As part of our ongoing series about how wearable tech is changing certain industries. we’ve already looked at how it’s being used by professional sports teams, neurological scientists, and the world of healthcare. Another area in which is it instigating profound changes is in the world of helping people with disabilities. We already know that cloud computing can assist the disabled, but what about specifically Google Glass?
Andy Lin, a Technology Specialist at the Centre for Applied Rehabilitation Technology at ‘Rancho Los Amigos National Rehabilitation Centre’, is hoping to customise the device in an attempt to provide new levels of accessibility for his patients. One unnamed patient who has benefited the most from Lin’s tweaks suffers from muscular dystrophy. The patient in question already is forced to use a wheelchair for mobility and a ventilator for breathing; his limited motor skills means until now he has been unable to enjoy a hobby that most people taking for granted – photography.
“He was just moved by the ability to take a picture. I think with a lot of our patients that may be the feature they would use the most – being able to take pictures and share it with friends and family. The patients have been really enthused about and supportive of the project,” Lin said. “It seems like word about Google Glass here at the hospital has spread like wildfire. It’s definitely fun showing the device to people and seeing their reactions. I most enjoy when I demo it to patients though, and seeing their faces light up,”
Another patient called Rosie has also drawn huge benefit’s from Lin’s work. She has very limited mobility and is required to use a wheelchair. Sadly, she cannot speak and needs to use a synthesised voice machine to communicate, while additional lacking the motor control to used the touchpad on Glass. To overcome the issue, Lin has been experimenting with switch access – an assistive technology device that replaces the need to use a computer keyboard or mouse. He hopes patients with both cognitive and physical disabilities can take advantage – allowing sufferers of ALS, cerebral palsy, spinal cord injuries, strokes, and brain injuries to all ultimately improve their quality of life.
Due to the device’s features such as eye control (where a wink can take a photo) and head control gestures, Lin’s expects to be able to further customise the machine to help patients with no motor control at all. He is also working on a bluetooth joystick, allowing users to circumnavigate the need for voice control and manage the devices directly from their wheelchairs. He is collaborating with developers in an attempt to build prototype machines that can test the above ideas.

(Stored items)
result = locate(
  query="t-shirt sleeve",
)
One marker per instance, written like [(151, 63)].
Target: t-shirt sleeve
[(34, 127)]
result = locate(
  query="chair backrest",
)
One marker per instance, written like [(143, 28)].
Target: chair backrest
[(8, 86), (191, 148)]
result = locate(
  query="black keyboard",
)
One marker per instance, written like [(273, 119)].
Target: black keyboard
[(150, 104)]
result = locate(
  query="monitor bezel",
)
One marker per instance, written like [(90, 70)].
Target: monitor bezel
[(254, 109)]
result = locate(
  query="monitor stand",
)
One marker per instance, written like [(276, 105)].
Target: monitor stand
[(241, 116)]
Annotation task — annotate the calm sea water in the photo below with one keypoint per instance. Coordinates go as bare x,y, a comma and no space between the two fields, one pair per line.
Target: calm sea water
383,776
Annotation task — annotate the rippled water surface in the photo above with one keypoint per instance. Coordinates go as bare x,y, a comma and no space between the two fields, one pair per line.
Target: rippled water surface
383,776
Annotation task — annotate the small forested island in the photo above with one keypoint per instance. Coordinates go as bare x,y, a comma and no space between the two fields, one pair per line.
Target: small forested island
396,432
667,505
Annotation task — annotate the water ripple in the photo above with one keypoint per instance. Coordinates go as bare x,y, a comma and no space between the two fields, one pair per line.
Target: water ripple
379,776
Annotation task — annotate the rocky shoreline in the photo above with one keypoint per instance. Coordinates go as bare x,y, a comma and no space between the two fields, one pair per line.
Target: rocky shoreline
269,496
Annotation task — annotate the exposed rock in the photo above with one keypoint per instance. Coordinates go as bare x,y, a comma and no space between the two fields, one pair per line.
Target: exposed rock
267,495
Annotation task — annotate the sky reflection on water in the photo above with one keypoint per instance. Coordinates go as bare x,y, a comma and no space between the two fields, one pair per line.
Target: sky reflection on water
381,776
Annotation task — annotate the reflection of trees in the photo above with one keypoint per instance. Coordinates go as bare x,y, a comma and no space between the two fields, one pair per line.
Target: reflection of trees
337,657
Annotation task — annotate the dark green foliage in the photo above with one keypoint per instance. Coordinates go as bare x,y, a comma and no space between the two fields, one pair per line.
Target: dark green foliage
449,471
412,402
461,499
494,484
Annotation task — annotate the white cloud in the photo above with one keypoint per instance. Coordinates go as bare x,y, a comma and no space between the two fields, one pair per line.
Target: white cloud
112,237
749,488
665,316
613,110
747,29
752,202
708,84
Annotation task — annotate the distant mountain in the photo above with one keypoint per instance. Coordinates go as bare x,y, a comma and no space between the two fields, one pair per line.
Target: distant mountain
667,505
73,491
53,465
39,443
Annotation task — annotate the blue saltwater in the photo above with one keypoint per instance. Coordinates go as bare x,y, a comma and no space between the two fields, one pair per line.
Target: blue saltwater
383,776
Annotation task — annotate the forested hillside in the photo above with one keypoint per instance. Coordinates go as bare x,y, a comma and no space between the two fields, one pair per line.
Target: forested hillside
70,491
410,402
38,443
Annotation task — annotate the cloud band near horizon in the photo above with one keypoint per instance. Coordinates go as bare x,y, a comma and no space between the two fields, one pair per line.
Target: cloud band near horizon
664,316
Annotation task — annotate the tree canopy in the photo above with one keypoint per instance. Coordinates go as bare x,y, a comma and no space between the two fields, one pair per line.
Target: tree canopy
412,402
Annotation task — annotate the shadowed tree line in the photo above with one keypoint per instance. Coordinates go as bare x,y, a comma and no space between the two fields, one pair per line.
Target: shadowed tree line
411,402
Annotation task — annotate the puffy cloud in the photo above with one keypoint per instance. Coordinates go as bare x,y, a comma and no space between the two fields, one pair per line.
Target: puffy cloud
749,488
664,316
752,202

* _What is needed_:
Repeat word for word the part of the Google Glass article above that opens with the words containing "Andy Lin, a" and closes with "granted – photography.".

* _Task result_:
Andy Lin, a Technology Specialist at the Centre for Applied Rehabilitation Technology at ‘Rancho Los Amigos National Rehabilitation Centre’, is hoping to customise the device in an attempt to provide new levels of accessibility for his patients. One unnamed patient who has benefited the most from Lin’s tweaks suffers from muscular dystrophy. The patient in question already is forced to use a wheelchair for mobility and a ventilator for breathing; his limited motor skills means until now he has been unable to enjoy a hobby that most people taking for granted – photography.